**Prompt:**
Every record below is to be restated word for word.

**Dataset entries:**
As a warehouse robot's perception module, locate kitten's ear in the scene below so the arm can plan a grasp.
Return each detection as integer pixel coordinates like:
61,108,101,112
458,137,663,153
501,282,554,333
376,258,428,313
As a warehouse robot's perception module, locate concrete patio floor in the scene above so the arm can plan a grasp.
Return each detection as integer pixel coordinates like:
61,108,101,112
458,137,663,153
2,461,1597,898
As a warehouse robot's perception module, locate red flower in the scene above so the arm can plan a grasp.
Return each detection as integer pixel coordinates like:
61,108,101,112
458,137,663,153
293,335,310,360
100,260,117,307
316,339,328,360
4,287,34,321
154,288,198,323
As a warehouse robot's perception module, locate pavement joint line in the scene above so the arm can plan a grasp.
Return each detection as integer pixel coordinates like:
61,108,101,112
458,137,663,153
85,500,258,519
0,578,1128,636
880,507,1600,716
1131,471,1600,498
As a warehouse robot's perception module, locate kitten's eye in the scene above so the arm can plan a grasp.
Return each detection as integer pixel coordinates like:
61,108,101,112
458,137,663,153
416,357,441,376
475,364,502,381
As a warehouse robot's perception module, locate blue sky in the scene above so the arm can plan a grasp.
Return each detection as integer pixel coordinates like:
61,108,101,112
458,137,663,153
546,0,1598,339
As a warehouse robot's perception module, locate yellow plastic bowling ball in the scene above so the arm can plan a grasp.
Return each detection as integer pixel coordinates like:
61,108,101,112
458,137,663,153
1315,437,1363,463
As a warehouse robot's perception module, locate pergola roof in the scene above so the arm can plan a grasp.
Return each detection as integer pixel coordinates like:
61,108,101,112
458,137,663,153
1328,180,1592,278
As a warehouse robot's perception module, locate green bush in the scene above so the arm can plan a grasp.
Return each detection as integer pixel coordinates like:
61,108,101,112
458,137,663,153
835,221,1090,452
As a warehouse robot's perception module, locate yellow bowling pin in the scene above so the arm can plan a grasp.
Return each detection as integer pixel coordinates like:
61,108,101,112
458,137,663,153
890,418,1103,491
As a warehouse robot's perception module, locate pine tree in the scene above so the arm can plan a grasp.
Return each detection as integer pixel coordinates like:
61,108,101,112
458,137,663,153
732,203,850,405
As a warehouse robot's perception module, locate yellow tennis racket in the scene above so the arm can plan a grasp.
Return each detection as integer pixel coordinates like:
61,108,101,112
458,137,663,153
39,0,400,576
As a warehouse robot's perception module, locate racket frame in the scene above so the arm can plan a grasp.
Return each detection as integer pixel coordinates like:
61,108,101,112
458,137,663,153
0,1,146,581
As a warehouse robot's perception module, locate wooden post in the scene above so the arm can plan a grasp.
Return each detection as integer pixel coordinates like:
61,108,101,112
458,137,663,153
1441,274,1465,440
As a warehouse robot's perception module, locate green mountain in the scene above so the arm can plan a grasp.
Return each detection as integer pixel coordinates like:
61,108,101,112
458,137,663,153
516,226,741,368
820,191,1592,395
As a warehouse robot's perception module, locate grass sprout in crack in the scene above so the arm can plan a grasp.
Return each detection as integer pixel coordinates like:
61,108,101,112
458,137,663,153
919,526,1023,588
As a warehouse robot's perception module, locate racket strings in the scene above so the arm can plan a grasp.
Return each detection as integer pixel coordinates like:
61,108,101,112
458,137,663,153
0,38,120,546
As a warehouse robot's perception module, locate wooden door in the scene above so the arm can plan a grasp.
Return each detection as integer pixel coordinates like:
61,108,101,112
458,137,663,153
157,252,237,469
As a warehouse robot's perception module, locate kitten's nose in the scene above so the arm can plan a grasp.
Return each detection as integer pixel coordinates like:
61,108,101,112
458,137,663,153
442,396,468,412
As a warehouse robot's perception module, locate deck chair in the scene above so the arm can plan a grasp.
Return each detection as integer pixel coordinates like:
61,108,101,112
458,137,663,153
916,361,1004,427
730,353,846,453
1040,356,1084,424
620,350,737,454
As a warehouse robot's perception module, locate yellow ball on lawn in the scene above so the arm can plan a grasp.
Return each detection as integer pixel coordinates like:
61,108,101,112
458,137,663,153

**Response area:**
As a warehouse robot's perception module, locate kitten's ear in the scene below so the arm can plan a grasp.
Return each detection as integer pixel coordinates like:
61,108,101,112
458,137,663,153
501,282,554,333
376,258,428,313
As a warehouse robot's perception module, locate concrete patio floor in the scene above so the arm can plan a grasp.
Return each detection as integer pixel coordinates like:
61,108,101,112
458,137,663,153
2,461,1597,898
As a warehouse robot's perception module, locate red flower in the scene above so the arm can plan a grasp.
Return each detection as integer pixel coordinates like:
61,108,101,112
458,137,663,153
293,335,310,360
100,260,117,307
316,339,328,360
4,287,34,321
154,288,198,323
As a warehouse robot's perception module, locate pavement joint line in the scene above so the arm can plan a grasp.
Return each detection as integer pixel coordinates like:
61,108,101,112
458,137,663,153
85,500,258,519
0,578,1128,636
880,507,1600,716
1131,471,1600,498
As a warehouse robot's perception module, locate kitten's eye in the scene above so the arm can plan a grasp.
Return each detection as integer pixel coordinates like:
61,108,101,112
458,137,663,153
416,357,441,376
475,364,502,381
As a warehouse robot's perception module, locate blue sky in the scene above so the arm can plan a grasp.
Return each detection as integer pixel coordinates like:
61,108,101,112
458,137,663,153
546,0,1598,339
As a warehouse robot's perception module, locate yellow plastic bowling ball in the scene above so the arm can plan a grasp.
Return each detection as integer pixel coordinates like:
61,108,101,112
458,137,663,153
1315,437,1363,463
As a warehouse robot's perception module, locate pergola roof in the scene above so the arm can plan a grasp.
Return each detection as integer pixel coordinates like:
61,108,101,112
458,137,663,153
1328,180,1592,278
As a warehouse robot's perception module, locate green bush in the scene above so the arm can plan a grasp.
Return each detection as integer pixel coordinates like:
61,108,101,112
458,137,663,153
835,221,1090,452
As a warehouse robot's perception module, locate yellow bowling pin in the scene above so the arm can plan a grasp.
Return each detection as integer pixel coordinates like:
61,108,101,112
458,137,663,153
890,418,1103,491
As a warehouse robot's perception module, locate pine tree in the scene above so the arm can plan a grasp.
Return each detection as integer pixel coordinates like:
61,108,101,112
458,137,663,153
732,203,850,405
As a warehouse robot's perception module, locate yellow tennis racket in the scene above so the arm can plan a grasp.
Return each detection as integer pixel coordinates like:
61,108,101,112
458,137,663,153
39,0,400,576
As a warehouse robot's perception module, locate racket frame in the scene above so the arm can plan a grasp.
Return each detection as integer pixel coordinates like:
61,108,101,112
458,137,663,153
0,1,146,581
As a warehouse robot's perception module, locate wooden post in the scene above so the arm can plan a grasp.
Return each detection as integer pixel coordinates like:
61,108,101,112
458,137,663,153
1441,274,1465,440
As a warehouse robot's perception module, locate green mountain in the scene above so the arm can plan a grasp.
Return each detection as integer pixel coordinates like:
61,108,101,112
458,137,663,153
516,226,741,368
820,191,1592,395
As a warehouse robot's perception module, locate grass sprout in crack in the scene above so the arm can plan a grasp.
Return each detection as integer pixel coordinates like:
61,108,101,112
458,137,663,153
919,526,1023,588
As a warehouse robot's perception module, locate racket strings in the scene above so the arm can plan a grasp.
Return each detection as integer pixel coordinates like:
61,108,101,112
458,137,663,153
0,38,120,546
As a warehouse robot's perception module, locate wooden door in the scene above so the arm can plan a grasp.
Return each detection as integer pixel coordinates like:
61,108,101,112
458,137,663,153
157,252,237,469
As a warehouse robot's perception module, locate kitten's nose in the scene above so the arm can plan a grasp.
Return each detection as integer pixel coordinates like:
61,108,101,112
458,137,663,153
442,396,468,412
As a warehouse robot's perception module, locate deck chair in the scene above so the arm can plan a grasp.
Return each detection as integer pixel coordinates like:
61,108,101,112
458,137,663,153
916,361,1004,427
730,353,846,453
1040,356,1084,424
620,350,737,454
As a warehouse robot's perception module, locate yellow ball on lawn in the scene above so the arm can plan a grasp.
Return each detection as integer pixel coordinates like:
61,108,101,112
458,137,663,153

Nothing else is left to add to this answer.